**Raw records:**
--------

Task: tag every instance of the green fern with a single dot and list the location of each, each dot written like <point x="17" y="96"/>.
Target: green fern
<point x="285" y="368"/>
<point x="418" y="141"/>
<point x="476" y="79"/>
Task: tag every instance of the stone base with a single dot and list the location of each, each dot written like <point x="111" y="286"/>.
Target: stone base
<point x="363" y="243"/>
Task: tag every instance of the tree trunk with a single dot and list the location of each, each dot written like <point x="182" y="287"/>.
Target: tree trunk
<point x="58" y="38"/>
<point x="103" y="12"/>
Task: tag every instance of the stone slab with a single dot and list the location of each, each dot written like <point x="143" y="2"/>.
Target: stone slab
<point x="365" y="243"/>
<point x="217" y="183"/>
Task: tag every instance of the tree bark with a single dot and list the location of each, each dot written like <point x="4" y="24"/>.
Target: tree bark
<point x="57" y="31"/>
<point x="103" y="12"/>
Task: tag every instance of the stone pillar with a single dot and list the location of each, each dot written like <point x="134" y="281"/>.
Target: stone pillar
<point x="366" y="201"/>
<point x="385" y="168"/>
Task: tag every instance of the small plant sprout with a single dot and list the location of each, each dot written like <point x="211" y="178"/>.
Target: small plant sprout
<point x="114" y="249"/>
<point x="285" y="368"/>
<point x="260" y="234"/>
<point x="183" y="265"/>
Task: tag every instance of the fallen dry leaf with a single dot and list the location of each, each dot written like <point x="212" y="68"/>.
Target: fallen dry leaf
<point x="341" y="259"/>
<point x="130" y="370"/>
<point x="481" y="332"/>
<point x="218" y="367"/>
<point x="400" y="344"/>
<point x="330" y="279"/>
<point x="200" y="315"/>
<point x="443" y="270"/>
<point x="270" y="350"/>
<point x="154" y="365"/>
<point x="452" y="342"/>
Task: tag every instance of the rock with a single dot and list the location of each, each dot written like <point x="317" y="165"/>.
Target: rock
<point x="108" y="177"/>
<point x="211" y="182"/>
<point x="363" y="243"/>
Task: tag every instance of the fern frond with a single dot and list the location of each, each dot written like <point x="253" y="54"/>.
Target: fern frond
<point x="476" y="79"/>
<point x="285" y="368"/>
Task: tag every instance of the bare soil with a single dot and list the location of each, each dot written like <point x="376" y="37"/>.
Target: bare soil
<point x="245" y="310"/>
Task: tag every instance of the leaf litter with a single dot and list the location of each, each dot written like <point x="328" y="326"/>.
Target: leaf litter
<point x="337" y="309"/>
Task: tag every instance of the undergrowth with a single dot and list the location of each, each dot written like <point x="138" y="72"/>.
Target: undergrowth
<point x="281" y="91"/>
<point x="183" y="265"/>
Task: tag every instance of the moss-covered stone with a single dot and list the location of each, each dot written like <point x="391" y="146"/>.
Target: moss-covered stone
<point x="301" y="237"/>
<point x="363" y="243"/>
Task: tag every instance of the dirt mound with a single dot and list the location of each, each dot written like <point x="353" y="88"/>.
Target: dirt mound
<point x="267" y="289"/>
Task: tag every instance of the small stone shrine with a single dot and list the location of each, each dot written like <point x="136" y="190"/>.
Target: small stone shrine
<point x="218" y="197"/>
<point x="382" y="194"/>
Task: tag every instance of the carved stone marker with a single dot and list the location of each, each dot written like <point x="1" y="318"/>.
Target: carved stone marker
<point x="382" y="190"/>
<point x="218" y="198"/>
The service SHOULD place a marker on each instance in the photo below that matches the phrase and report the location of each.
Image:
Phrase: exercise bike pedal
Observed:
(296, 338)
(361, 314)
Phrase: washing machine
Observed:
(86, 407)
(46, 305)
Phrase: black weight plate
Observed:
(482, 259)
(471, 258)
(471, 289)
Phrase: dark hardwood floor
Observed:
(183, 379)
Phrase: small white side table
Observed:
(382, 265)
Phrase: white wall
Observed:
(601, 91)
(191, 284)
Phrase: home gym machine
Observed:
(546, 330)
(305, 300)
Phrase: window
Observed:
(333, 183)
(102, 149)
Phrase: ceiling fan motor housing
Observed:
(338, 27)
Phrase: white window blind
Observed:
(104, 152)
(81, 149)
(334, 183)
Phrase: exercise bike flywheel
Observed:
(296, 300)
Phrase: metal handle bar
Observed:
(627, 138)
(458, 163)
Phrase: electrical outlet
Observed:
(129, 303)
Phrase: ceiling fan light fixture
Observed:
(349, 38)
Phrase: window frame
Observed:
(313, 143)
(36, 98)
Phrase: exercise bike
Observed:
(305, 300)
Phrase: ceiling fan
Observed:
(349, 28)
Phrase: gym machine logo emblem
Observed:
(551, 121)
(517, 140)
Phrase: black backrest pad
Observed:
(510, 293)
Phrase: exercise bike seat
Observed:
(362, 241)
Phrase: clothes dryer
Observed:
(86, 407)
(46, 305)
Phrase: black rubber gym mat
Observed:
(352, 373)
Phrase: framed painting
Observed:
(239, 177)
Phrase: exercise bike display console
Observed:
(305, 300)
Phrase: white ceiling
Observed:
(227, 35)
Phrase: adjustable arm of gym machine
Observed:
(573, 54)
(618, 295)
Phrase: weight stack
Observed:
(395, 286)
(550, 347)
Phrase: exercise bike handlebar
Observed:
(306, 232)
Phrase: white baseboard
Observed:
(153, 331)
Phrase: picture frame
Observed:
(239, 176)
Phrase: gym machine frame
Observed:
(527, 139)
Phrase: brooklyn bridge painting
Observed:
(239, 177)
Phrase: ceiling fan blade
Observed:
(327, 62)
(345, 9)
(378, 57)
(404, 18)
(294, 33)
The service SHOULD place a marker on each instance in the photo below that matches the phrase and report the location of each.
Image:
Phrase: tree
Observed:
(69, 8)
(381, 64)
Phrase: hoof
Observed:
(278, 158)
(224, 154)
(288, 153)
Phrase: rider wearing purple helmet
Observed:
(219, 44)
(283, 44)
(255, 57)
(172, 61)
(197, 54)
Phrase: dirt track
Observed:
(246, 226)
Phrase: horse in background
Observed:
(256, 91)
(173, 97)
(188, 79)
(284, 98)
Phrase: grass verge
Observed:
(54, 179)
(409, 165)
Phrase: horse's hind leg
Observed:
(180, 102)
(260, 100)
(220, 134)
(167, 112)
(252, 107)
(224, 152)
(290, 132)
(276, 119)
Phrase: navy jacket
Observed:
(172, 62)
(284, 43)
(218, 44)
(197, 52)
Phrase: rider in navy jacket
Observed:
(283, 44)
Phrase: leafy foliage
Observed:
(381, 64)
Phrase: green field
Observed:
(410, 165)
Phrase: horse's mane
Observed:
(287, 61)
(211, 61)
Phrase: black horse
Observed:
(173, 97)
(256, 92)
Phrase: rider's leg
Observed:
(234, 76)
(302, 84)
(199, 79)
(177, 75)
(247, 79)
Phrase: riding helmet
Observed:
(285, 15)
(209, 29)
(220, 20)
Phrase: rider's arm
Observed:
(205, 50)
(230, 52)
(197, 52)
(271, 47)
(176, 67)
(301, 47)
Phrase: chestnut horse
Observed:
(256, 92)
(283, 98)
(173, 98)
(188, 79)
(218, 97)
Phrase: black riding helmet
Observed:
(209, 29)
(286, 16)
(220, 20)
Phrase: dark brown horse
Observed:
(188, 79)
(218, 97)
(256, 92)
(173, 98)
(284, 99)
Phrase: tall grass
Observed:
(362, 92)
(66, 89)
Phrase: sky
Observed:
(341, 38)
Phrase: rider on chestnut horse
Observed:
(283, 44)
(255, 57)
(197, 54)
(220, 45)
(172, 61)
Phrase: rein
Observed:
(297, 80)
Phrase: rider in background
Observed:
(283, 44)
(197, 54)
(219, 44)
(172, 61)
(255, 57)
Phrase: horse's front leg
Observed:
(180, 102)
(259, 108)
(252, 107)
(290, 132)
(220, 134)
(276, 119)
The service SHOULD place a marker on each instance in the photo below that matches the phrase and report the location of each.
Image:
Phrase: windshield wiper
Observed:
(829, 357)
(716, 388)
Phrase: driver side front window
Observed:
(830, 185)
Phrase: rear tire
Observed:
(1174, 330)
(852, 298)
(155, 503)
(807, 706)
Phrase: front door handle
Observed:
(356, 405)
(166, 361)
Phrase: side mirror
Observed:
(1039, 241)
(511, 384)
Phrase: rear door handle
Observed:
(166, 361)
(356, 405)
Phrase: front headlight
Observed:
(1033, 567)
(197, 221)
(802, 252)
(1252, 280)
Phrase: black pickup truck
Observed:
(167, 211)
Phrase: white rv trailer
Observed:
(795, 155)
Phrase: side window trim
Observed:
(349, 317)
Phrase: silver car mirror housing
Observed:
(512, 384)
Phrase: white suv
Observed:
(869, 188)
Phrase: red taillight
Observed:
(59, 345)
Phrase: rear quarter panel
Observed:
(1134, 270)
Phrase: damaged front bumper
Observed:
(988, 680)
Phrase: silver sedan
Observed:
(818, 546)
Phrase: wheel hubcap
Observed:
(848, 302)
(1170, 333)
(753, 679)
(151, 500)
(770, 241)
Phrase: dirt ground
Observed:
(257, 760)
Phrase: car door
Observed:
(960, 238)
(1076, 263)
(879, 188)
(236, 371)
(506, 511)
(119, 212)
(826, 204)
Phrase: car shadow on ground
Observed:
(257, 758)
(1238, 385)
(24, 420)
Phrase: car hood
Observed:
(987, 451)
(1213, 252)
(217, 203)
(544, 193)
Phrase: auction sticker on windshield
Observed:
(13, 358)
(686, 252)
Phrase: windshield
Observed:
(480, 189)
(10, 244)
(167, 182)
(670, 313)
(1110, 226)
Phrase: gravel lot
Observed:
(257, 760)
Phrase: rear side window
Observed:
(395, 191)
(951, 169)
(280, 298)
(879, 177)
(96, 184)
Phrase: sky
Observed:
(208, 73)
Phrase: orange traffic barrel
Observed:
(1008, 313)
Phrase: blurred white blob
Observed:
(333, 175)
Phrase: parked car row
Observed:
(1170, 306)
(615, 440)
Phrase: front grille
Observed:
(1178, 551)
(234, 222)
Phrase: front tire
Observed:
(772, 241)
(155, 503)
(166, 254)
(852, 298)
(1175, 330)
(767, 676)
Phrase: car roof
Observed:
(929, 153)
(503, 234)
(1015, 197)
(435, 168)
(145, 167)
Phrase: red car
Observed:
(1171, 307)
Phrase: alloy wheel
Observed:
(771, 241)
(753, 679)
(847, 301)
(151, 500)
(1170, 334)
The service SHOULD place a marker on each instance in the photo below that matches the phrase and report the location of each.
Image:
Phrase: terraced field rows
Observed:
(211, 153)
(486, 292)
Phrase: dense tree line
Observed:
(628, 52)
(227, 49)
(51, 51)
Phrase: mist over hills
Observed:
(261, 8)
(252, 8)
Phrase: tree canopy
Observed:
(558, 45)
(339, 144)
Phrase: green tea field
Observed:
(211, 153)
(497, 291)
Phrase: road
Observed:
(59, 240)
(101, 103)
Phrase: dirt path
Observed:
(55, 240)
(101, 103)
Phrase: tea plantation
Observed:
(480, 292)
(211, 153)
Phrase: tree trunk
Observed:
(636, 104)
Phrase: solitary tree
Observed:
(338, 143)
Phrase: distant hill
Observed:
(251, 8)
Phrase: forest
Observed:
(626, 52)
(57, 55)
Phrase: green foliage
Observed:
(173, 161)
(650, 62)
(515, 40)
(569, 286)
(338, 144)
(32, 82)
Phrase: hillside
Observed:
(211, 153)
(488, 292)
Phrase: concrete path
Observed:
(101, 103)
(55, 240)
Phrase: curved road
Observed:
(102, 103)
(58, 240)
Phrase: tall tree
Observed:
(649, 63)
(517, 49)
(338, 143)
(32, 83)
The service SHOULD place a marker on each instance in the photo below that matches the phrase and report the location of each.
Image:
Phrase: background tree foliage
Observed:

--------

**Task brief:**
Through the last line of the entries above, beginning at the line containing "Phrase: car shadow on ground", transcribe each line exactly, both ends included and nothing more.

**Response:**
Phrase: car shadow on ground
Observed:
(257, 758)
(1238, 385)
(24, 420)
Phrase: car hood
Observed:
(987, 451)
(1213, 252)
(217, 203)
(544, 193)
Phrase: auction sticker on windshield
Observed:
(13, 358)
(686, 252)
Phrase: windshield
Observed:
(480, 189)
(10, 244)
(167, 182)
(670, 313)
(1110, 226)
Phrase: gravel lot
Observed:
(257, 760)
Phrase: rear side window
Observed:
(395, 191)
(951, 169)
(280, 298)
(879, 177)
(96, 184)
Phrase: sky
Observed:
(208, 73)
Phrase: orange traffic barrel
Observed:
(1008, 313)
Phrase: blurred white blob
Observed:
(333, 175)
Phrase: parked car row
Observed:
(1170, 306)
(615, 440)
Phrase: front grille
Observed:
(1178, 551)
(234, 222)
Phrase: front tire
Observed:
(772, 241)
(155, 503)
(166, 254)
(852, 298)
(1175, 330)
(767, 676)
Phrase: car roof
Observed:
(929, 153)
(503, 234)
(1015, 197)
(435, 168)
(145, 167)
Phrase: red car
Observed:
(1171, 307)
Phrase: alloy wheel
Observed:
(771, 241)
(753, 679)
(847, 301)
(151, 500)
(1170, 334)
The service SHOULD place a marker on each instance in the photo below that matches the phrase and report the location of each.
Image:
Phrase: terraced field rows
Observed:
(211, 153)
(486, 292)
Phrase: dense tree line
Observed:
(628, 52)
(227, 49)
(51, 51)
Phrase: mist over hills
Observed:
(261, 8)
(252, 8)
Phrase: tree canopy
Observed:
(558, 45)
(339, 144)
Phrase: green tea field
Observed:
(211, 153)
(497, 291)
Phrase: road
Observed:
(59, 240)
(101, 103)
Phrase: dirt path
Observed:
(55, 240)
(101, 103)
Phrase: tea plantation
Observed:
(480, 292)
(211, 153)
Phrase: tree trunk
Observed:
(636, 104)
Phrase: solitary tree
Observed:
(338, 143)
Phrase: distant hill
Observed:
(251, 8)
Phrase: forest
Observed:
(626, 52)
(57, 55)
Phrase: green foliage
Observed:
(173, 161)
(650, 62)
(515, 40)
(569, 286)
(338, 144)
(32, 82)
Phrase: hillside
Observed:
(211, 153)
(488, 292)
Phrase: concrete path
Observed:
(101, 103)
(55, 240)
Phrase: curved road
Observed:
(102, 103)
(58, 240)
Phrase: tall tree
Observed:
(649, 63)
(517, 49)
(338, 143)
(32, 83)
The service SHOULD place a marker on each instance in the photo below that matches the phrase and report the location of each.
Image:
Phrase: background tree foliage
Observed:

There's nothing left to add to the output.